Text excerpt:

Out of Africa - and the Middle East
The International Vegetarian Union celebrated its centenary in 2008, and if anyone had said to me then that in a couple years I would be speaking at international veg congresses in East Africa and the Middle East, I would probably have said that we'd done nothing in either for the last 100 years, so why should it suddenly change?
But, by the time you read this, I will be on my way to Nairobi and Dubai to do just that. And this will not only be my first visit to Africa - it will be the first time in 102 years that any non-African member of the IVU International Council has ever made an official visit to sub-Saharan Africa.
It was only three years ago, December 2007, with generous help from donors around the world, that we held our first ever African veg congress - in Lagos Nigeria, West Africa. The photo below shows the IVU Regional Coordinator for Africa, Emmanuel Eyoh, also President of the Nigerian Vegetarian Society, raising his hands at the end of that congress.
My visit will be doubly significant as it will also be the first time that any non-African in IVU has actually met the man who has done so much for IVU in Africa. It will be an honour to meet Emmanuel after years of only being able to talk by email. Since that first event we've supported another Veg Congress for West Africa, in Accra, Ghana, in 2009 - see the photos below:
In December 2009 our member group MEVEG (Middle East Veg Group) held their first forum in Dubai, UAE, within MENOPE (Middle East Natural Organic Product Expo). Below is Meveg leader Sandya Prakash, now a member of the IVU International Council, giving a talk and meeting visitors:
Sandhya overlaps a little with North Africa, and was a delegate at the Middle East Animal Welfare Conference in Cairo, Egypt, a few months ago. Next week she will be leading the first full-scale Middle East Veg Congress, for two days on December 6 & 7 in Dubai, again as a part of MENOPE, and I will have the privilege of speaking at this highly professional event.

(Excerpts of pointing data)
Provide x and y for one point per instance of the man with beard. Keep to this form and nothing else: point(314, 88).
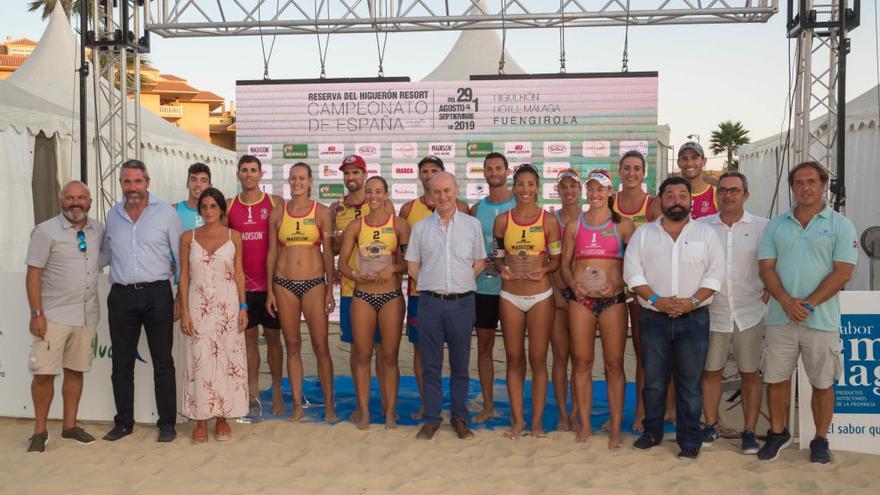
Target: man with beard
point(499, 200)
point(62, 289)
point(141, 242)
point(674, 265)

Stated goal 1: In the vegetarian congress text, where and when was the first African veg congress held?
Stated goal 2: Rewrite the rows of pointing data, switching "man with beard" to "bearded man" throughout and leaving everything else unchanged. Omit the pictures from your answer.

Task response 1: It was held in Lagos, Nigeria, in December 2007.

Task response 2:
Provide x and y for one point per instance of the bearded man. Keep to this form and nothing else: point(314, 88).
Target: bearded man
point(499, 200)
point(62, 289)
point(141, 242)
point(674, 265)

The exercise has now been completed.